::: Given information :::

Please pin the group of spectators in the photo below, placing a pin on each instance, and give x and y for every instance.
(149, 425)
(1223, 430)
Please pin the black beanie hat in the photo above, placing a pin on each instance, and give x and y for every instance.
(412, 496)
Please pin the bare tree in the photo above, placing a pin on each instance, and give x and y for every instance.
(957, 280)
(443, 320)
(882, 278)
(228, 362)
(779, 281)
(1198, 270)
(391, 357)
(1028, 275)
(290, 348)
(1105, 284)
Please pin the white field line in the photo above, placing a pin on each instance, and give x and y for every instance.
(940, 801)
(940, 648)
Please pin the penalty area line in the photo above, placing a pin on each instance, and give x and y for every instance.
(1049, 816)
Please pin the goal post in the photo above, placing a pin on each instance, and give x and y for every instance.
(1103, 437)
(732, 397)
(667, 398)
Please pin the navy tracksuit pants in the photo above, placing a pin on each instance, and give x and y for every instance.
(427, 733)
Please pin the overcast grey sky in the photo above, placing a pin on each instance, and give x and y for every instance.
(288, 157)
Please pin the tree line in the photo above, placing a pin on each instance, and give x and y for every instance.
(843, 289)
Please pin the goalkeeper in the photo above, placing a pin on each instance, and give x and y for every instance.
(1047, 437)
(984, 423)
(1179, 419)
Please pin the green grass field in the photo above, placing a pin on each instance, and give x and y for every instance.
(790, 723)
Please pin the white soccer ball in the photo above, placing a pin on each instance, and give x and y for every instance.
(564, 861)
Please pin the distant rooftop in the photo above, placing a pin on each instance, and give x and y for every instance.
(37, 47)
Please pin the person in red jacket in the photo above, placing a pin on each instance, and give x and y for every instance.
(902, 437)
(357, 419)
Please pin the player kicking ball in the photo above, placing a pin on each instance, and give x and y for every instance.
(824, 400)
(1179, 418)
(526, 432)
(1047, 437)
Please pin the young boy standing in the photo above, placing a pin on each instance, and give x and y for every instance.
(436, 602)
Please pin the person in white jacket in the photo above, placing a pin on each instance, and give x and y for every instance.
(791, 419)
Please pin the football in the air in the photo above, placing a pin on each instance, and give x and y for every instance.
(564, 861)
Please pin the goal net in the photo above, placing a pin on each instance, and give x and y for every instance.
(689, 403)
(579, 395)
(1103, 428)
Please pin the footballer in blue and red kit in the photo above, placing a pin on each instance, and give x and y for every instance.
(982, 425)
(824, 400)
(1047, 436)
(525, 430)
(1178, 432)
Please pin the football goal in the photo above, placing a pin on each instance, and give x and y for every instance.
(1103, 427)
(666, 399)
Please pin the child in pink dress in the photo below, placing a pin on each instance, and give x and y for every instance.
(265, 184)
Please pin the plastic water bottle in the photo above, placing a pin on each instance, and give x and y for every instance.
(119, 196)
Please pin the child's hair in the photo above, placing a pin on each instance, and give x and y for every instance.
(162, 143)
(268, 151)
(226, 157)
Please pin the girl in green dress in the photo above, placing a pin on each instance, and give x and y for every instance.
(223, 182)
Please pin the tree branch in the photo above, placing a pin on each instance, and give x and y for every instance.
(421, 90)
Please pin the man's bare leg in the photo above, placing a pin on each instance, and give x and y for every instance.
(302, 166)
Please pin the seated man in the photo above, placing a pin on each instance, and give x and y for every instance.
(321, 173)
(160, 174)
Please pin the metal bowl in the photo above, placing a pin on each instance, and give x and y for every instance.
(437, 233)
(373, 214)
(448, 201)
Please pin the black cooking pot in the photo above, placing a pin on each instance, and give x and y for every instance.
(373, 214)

:::

Work required: Transcribe each entry exactly.

Complete output:
Please pin the group of spectators in the photo below, placing a pin on each instance, and give x and y for every instance.
(149, 425)
(1223, 430)
Please pin the black beanie hat in the photo above, placing a pin on each instance, and give x and y for every instance.
(412, 496)
Please pin the bare tree in the photo above, placing a pin on each instance, and give x and y for every instance.
(957, 280)
(443, 320)
(882, 278)
(228, 362)
(779, 281)
(1198, 270)
(391, 357)
(1028, 275)
(290, 348)
(1105, 284)
Please pin the white field line in the photo above, placing a pin on each instance, and give x and y for every instance.
(940, 801)
(940, 648)
Please pin the penalty area line in the photo above, placing a pin on each instance, and give x and y for every instance.
(1049, 816)
Please pin the goal post in the photo above, placing a pin on each instance, and give x and y for every instance.
(1103, 437)
(732, 397)
(667, 398)
Please pin the navy tracksuit pants in the photo above, placing a pin on each instance, and give x and y for every instance.
(427, 733)
Please pin the overcast grey sky in the photo above, placing a pin on each instance, and give x and y for every instance.
(288, 157)
Please pin the tree line in the photo above, placing a pin on each instance, and give x and y for every instance.
(843, 289)
Please pin the goalkeeper in the photo above, placing a pin on each instance, and give x and y for every instance.
(1047, 437)
(984, 423)
(1179, 419)
Please pin the green grass field in the photo above, placing a pin on each instance, and give x and y for every instance.
(790, 723)
Please pin the white soccer ball in the photo above, placing a pin on each instance, and give x and y for every instance.
(564, 861)
Please pin the distant rooftop in the photo above, placing a pin on each instance, and give x and y for every instance.
(37, 47)
Please pin the person in red jacket in the photo above, placing a pin on each instance, and give x and y for every instance.
(902, 437)
(357, 419)
Please pin the player kicking ball in the photo above, placing a pin on each instance, and give x and y for every instance.
(824, 400)
(1179, 418)
(526, 432)
(1047, 437)
Please pin the young boy standing in the photo above, placing a pin on each instance, and give x and y for every instance.
(436, 602)
Please pin the person in white jacket in the photo above, placing a pin on each instance, and give x and y for every instance.
(791, 419)
Please pin the football in the air in the photo above, placing a pin on each instance, and give x and y for every instance.
(564, 861)
Please pin the goal net in the photo above, placing a pin on each instance, and give x and y for every instance.
(689, 403)
(579, 395)
(1103, 428)
Please pin the footballer in blue and red kit in the photo above, placing a pin on each instance, and give x and y for every instance.
(982, 425)
(824, 400)
(1047, 436)
(525, 430)
(1178, 432)
Please pin the football goal in the photo above, placing a pin on each instance, and give x and y for every instance.
(1103, 427)
(666, 399)
Please pin the child in pink dress in the photo below, placing a pin on each instance, and give x and y for every instance.
(265, 184)
Please pin the plastic water bottle in the photo above, placing a pin on each instance, and give x and y for every instance.
(119, 196)
Please pin the child's hair in the photo above, placing a pin on each instance, and give x and y for every instance.
(162, 143)
(268, 151)
(226, 157)
Please pin the girl in green dress in the photo above, placing a pin on each instance, and give x and y for every instance.
(223, 182)
Please pin the tree branch in the photo above, placing a pin on each instance, and give x and y for every instance.
(421, 90)
Please pin the man's bare leg in the photo above, placing a pin on each instance, and give x and y for every instance.
(302, 166)
Please pin the seated man in the photo above, placing a pin on each instance, and give x and y for every instance.
(321, 173)
(160, 174)
Please pin the metal bowl in the photo above, placing a pin on each instance, and give x and y for every instance.
(437, 233)
(373, 214)
(448, 201)
Please pin the black cooking pot in the photo above, placing a pin on each instance, and give x and y for every instance.
(373, 214)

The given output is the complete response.